■ Task ■
Word for word, repeat the lines of the records from the one containing "Objective — one point per instance of the person" through the last line, both included.
Start of Data
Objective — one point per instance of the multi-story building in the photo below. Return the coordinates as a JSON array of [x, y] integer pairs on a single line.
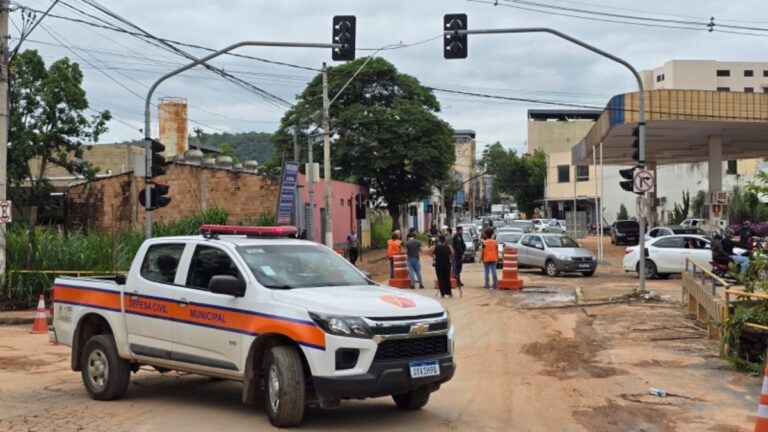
[[748, 77]]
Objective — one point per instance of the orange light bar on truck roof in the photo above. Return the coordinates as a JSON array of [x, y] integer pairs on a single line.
[[251, 231]]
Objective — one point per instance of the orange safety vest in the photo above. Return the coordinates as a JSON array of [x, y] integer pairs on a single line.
[[393, 247], [490, 250]]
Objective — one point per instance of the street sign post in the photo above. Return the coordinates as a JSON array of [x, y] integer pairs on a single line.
[[640, 206], [643, 181]]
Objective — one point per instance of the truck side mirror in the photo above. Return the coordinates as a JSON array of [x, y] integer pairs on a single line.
[[227, 284]]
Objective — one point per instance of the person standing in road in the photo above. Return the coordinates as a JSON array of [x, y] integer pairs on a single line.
[[442, 254], [458, 254], [394, 246], [490, 257], [413, 249], [353, 246]]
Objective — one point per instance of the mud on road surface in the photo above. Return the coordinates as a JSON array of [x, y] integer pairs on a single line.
[[527, 361]]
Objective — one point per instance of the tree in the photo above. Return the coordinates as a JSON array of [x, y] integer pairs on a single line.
[[47, 126], [389, 138], [622, 214], [523, 177]]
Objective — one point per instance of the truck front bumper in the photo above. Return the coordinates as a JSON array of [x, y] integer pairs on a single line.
[[384, 378]]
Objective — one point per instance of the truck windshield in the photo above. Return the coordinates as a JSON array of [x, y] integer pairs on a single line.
[[299, 266]]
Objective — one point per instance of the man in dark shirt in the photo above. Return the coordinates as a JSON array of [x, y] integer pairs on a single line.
[[458, 254], [413, 249]]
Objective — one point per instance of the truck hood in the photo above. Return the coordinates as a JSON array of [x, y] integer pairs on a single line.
[[361, 300]]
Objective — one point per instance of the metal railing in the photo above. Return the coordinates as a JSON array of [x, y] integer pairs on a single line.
[[700, 294], [76, 273]]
End of Data
■ Answer section ■
Objective — one point per instance of the person standing in road in the photo above. Return the coordinates as a JSON array of [x, y] integer pairs on a single line.
[[442, 254], [458, 254], [394, 246], [490, 257], [413, 249], [353, 246]]
Objective — one point per instance of the mud on road surface in the photo above. Return the coordinates as a JSON array of [x, y] integer pairs on a single line.
[[527, 361]]
Objective — one point per instance of the tree in the photo above. Return the coordinates as a JSON array of [x, y] integer pairs on a single line.
[[47, 126], [389, 138], [622, 214], [523, 177]]
Objective — one point per instance of the truck front bumper in the photo above. Return the coordinates as a JSON array of [x, y] integer pairs on a single line.
[[384, 378]]
Objective — one point per instance of the truck windshield in the photo above. Return the coordinates as a JSON array of [x, y] integer pairs on a single line.
[[299, 266]]
Objective — one point per instance of the man in dark shirt in the photo above. Return the coordinates as a JSON array of [x, y] integer pairs on a single line.
[[458, 254], [413, 249]]
Objective — one point per instance of the truck hood in the photo above. Return the coordinates as a JSON array of [x, y] integer pairs on a single line.
[[361, 300]]
Objective — one point per instance of the metal railing in the photo above. Return the coordinates as a JSON array of [x, y] integer pairs on a single line.
[[700, 294], [76, 273]]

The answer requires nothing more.